ENTRIES SHOWN:
----
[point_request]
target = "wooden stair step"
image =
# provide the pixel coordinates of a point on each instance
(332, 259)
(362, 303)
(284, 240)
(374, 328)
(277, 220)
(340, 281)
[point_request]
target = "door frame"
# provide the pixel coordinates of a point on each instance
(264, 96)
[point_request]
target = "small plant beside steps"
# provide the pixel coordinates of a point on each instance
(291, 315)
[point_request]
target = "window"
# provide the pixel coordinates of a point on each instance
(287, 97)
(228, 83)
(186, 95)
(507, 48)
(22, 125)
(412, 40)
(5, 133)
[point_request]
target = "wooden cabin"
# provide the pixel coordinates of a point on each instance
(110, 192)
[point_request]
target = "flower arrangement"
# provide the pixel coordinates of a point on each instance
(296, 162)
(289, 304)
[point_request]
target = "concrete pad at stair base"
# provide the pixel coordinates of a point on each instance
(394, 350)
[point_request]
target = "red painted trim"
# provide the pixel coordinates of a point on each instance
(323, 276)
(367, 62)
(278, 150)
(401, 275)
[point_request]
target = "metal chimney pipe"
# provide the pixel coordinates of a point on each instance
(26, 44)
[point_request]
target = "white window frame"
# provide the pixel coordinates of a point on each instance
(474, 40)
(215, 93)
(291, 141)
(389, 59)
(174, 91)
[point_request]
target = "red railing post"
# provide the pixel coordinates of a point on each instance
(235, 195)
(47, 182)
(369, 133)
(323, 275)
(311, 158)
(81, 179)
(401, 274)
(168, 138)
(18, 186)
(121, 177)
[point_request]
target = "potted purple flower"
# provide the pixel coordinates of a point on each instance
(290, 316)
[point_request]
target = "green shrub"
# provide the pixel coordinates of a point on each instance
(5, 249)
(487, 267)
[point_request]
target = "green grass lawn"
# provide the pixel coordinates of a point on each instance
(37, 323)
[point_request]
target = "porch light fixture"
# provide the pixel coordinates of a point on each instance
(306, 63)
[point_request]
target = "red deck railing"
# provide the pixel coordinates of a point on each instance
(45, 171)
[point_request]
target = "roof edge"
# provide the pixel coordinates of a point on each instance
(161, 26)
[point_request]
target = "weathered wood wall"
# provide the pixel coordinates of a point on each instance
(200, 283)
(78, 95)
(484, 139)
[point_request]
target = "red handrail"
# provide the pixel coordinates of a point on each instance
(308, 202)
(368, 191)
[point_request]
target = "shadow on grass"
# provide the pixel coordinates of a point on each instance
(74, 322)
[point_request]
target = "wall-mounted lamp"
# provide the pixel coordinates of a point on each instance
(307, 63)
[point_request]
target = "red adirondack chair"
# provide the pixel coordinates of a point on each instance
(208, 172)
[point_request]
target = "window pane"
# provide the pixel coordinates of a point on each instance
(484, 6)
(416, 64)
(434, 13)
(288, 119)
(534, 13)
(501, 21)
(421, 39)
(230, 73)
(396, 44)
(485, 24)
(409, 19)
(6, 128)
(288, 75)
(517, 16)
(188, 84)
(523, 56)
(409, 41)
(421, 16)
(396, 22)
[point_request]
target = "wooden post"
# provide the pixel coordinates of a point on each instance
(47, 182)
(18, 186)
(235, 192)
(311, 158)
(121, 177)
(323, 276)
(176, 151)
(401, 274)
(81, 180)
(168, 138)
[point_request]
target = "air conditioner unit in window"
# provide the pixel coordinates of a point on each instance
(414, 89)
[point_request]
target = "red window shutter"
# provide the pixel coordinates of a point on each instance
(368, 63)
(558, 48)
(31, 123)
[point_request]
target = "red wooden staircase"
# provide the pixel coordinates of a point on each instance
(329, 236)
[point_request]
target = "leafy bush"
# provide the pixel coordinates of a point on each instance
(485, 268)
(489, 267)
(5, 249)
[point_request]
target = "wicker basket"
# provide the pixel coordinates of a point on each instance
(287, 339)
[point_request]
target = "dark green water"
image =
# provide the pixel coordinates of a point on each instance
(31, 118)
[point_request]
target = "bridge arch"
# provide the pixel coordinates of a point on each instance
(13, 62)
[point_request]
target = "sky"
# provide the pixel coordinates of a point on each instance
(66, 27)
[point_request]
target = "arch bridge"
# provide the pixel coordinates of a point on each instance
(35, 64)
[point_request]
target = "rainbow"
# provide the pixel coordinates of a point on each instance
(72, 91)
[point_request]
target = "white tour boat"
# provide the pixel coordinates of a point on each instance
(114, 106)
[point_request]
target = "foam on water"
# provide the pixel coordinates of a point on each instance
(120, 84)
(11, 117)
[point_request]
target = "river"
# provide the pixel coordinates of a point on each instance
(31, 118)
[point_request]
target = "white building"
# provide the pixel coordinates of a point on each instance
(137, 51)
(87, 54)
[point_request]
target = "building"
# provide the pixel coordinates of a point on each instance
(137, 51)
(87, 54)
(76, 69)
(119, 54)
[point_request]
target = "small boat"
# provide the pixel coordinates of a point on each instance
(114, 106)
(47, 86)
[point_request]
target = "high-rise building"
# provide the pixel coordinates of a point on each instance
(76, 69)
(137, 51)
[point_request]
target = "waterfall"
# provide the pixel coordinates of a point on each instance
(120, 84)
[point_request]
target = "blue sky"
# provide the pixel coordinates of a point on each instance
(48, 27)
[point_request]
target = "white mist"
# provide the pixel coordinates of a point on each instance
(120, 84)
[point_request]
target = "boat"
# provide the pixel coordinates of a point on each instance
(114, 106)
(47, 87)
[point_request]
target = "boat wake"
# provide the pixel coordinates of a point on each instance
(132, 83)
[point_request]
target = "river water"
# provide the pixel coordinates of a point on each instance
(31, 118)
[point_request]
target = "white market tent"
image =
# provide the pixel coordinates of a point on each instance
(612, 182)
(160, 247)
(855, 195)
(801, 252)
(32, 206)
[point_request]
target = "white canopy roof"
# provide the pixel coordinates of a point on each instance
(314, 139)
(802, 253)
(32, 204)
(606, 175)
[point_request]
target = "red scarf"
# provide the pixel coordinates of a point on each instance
----
TO DO:
Extract every line in the rows above that contains the string "small".

WRITTEN SOLUTION:
target = "small plant beside steps"
target = "small boat"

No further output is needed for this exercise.